▸ Supplied information:
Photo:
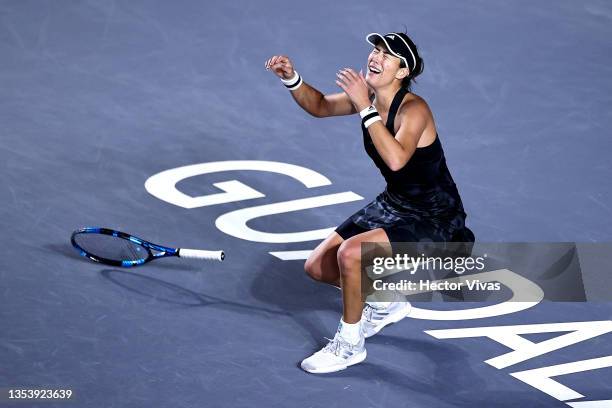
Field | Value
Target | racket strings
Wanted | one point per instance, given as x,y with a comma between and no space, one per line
110,247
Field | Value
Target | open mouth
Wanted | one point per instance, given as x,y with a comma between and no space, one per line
374,70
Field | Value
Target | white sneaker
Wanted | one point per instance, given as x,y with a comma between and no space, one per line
373,319
337,355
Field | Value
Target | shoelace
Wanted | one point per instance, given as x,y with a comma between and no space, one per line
334,345
367,312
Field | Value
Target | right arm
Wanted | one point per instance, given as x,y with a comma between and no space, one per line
309,98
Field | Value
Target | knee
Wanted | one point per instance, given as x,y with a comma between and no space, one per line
312,268
349,257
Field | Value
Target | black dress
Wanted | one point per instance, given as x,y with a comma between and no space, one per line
420,202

▸ Given instruction: Write out all the entries above again without the pictures, switching every "Target" to "Object" and leaving everything else unchanged.

▸ Output of the task:
Photo:
Field | Value
Object | racket strings
Wanted | one point per instance, given as x,y with a comma between and no space, one per line
110,247
Field | Value
Object | open mouth
Wanted | one point per instance, given as x,y with a comma between and no space, one per line
374,70
Field | Value
Object | white sneaker
Wanted | one point per instance, given as x,y with a comma between and no space, one per line
373,319
337,355
Field | Value
Object | shoelace
Wanted | one point per instance, given as x,y with a comma between and no space, one per line
334,345
367,312
Field | Value
Object | right arm
Wanted | one point per instance, given as x,y with a comma between and no space, one per line
309,98
Field | Value
Object | knee
Wanted | one point per instance, given as x,y with a comma between and no space, one per line
312,268
349,257
Field | Value
Object | black dress
Wanted | one point per instance, given as x,y with a comma between and no space, one per line
420,202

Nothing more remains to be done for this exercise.